Set task – Your task is to transcribe all of the records exactly and leave out the pictures.

Records from a dataset

====

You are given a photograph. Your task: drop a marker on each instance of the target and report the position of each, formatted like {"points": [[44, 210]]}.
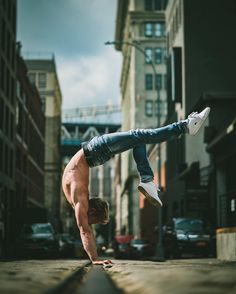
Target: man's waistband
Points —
{"points": [[87, 154]]}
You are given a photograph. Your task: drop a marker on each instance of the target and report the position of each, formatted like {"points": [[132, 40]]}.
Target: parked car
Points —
{"points": [[140, 248], [37, 240], [122, 248], [66, 244], [189, 235]]}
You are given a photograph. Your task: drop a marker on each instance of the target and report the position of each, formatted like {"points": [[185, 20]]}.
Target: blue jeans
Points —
{"points": [[101, 148]]}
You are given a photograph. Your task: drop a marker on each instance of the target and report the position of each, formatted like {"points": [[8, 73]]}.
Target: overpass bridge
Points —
{"points": [[73, 134]]}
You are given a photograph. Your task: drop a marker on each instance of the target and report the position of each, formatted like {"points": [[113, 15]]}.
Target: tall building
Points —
{"points": [[101, 177], [201, 72], [140, 36], [30, 145], [7, 119], [43, 74]]}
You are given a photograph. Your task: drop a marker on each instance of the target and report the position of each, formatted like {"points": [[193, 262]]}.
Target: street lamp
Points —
{"points": [[159, 255]]}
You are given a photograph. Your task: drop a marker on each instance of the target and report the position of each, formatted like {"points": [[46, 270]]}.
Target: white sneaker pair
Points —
{"points": [[195, 120], [150, 191]]}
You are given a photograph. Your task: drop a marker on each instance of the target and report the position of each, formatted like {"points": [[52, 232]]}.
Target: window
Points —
{"points": [[177, 74], [42, 80], [148, 28], [1, 113], [149, 108], [158, 55], [1, 154], [32, 78], [158, 81], [148, 81], [148, 55], [158, 4]]}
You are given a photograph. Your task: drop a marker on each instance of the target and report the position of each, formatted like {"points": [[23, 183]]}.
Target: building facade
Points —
{"points": [[30, 145], [7, 119], [101, 177], [200, 72], [43, 74], [140, 36]]}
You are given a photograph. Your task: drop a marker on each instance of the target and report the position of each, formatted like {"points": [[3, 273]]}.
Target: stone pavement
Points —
{"points": [[186, 276], [34, 276]]}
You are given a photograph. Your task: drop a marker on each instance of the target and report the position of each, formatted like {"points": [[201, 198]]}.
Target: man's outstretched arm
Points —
{"points": [[86, 233]]}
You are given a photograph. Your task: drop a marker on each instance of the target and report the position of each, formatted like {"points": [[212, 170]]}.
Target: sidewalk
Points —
{"points": [[189, 276], [34, 276]]}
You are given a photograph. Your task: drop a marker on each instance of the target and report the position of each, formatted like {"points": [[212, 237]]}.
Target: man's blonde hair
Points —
{"points": [[102, 209]]}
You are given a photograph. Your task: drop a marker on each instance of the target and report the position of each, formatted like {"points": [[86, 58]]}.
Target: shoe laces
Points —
{"points": [[193, 114]]}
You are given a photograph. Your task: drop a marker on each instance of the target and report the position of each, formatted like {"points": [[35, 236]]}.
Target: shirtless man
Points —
{"points": [[75, 180]]}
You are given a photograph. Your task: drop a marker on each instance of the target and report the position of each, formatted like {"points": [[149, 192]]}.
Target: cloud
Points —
{"points": [[89, 80]]}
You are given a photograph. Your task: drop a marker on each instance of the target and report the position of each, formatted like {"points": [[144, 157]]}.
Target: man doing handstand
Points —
{"points": [[75, 180]]}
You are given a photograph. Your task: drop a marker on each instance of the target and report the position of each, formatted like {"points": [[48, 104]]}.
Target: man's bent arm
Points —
{"points": [[86, 232]]}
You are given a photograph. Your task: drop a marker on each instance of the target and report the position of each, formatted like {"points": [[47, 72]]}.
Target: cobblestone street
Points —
{"points": [[195, 276], [35, 276], [174, 276]]}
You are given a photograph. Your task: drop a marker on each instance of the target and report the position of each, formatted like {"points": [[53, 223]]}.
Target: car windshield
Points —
{"points": [[42, 229], [138, 242], [189, 224]]}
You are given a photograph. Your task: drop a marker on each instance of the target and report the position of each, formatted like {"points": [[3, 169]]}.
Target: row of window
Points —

====

Task solution –
You are given a photograph. Your task: drop a marker on each instance of the target and report the position of each, formatted like {"points": [[44, 210]]}.
Target: man's waistband
Points —
{"points": [[87, 154]]}
You are given a photograph. Your task: drop a marker on each instance of the target and report the position of each, formatted like {"points": [[132, 40]]}.
Target: parked car
Points —
{"points": [[140, 248], [37, 240], [122, 248], [66, 244], [189, 235]]}
You are given a photograph. Your task: drop a marker on each instance of the target and report the position of each, formatted like {"points": [[185, 20]]}.
Target: blue jeans
Points —
{"points": [[101, 148]]}
You are given a photograph. Your task: drop a marker on each instance of the target and report the position of each, formatted like {"points": [[8, 73]]}.
Target: overpass bridge
Points —
{"points": [[73, 134]]}
You are given a photograph. Your task: drop a marker on each instance of the target and report the position of each, formatted like {"points": [[113, 15]]}.
Target: tall building
Points —
{"points": [[101, 177], [201, 72], [140, 36], [30, 145], [7, 119], [43, 74]]}
You are given a photograph. Your task: drop a marker on each instance of the target and report the position of each, formatted like {"points": [[193, 262]]}.
Target: street lamp
Points —
{"points": [[159, 255]]}
You are given a photograph. Your task: drop a marker on each instance of the target and report the position of each, formatted like {"points": [[46, 270]]}.
Target: white sneaker pair
Points —
{"points": [[195, 120], [150, 191]]}
You are given a photograph. Your task: drop a marker on each instance of the target and report the position of each, formatted like {"points": [[52, 232]]}.
Target: window
Points —
{"points": [[177, 74], [42, 80], [148, 28], [1, 113], [149, 108], [158, 55], [1, 154], [32, 78], [158, 81], [148, 81], [148, 55], [158, 4]]}
You are given a photograph. Your task: drop a marker on each instance of the target and report the position of each, formatted like {"points": [[23, 183]]}.
Target: building facade
Points —
{"points": [[30, 145], [7, 119], [101, 177], [200, 72], [43, 74], [140, 36]]}
You are given a photograph. Your task: drop a marker on each instance of the target and report the position of each, formatted like {"points": [[3, 273]]}.
Target: stone pavement
Points —
{"points": [[186, 276], [34, 276]]}
You are given a photograph. Your task: drop a marker on each instance of the target and report the position of each, formatted like {"points": [[201, 198]]}.
Target: man's outstretched arm
Points —
{"points": [[86, 233]]}
You are given a photograph. Your task: drop a marker on each instance of the target and report the position of each, formatted like {"points": [[212, 170]]}.
Target: sidewalk
Points —
{"points": [[189, 276], [34, 276]]}
You are given a photograph. Your task: drop a marker on each instance of the target and report the position of each, formatted like {"points": [[212, 237]]}.
Target: man's blonde hair
Points —
{"points": [[102, 209]]}
You are given a photograph. Your task: drop a marker on each instance of the target and report the position of each, formatted like {"points": [[86, 58]]}.
Target: shoe laces
Points —
{"points": [[193, 114]]}
You are given a photograph. Your task: drop a marker on each instance of the target and report the position of each, formatted like {"points": [[35, 236]]}.
Target: shirtless man
Points —
{"points": [[75, 180]]}
You are given a photograph. Your task: drop a marker on each instance of the target and report the position of each, formatted like {"points": [[149, 192]]}.
Target: cloud
Points —
{"points": [[89, 80]]}
You are given a photograph. Your task: drop a marker on each instance of the target and report the position of each, formatted like {"points": [[144, 157]]}.
Target: man doing handstand
Points —
{"points": [[75, 180]]}
You are given a photograph. Your task: drop a marker on each instance of the target and report the position of each, formatted like {"points": [[48, 104]]}.
Target: man's bent arm
Points —
{"points": [[86, 232]]}
You are given a photograph. Your task: drop a marker on each instance of the target and report the position of each, formatted like {"points": [[47, 72]]}.
Target: cobblestone street
Points —
{"points": [[195, 276], [35, 276], [174, 276]]}
You are given a photograph. Your task: drop a marker on each instance of the target and report the position of each, formatted like {"points": [[53, 223]]}.
Target: car windshield
Points —
{"points": [[42, 229], [138, 242], [189, 224]]}
You are given a photograph. Your task: drop a marker on each instance of the target and report the position of each, formatted like {"points": [[3, 169]]}.
Target: row of window
Points —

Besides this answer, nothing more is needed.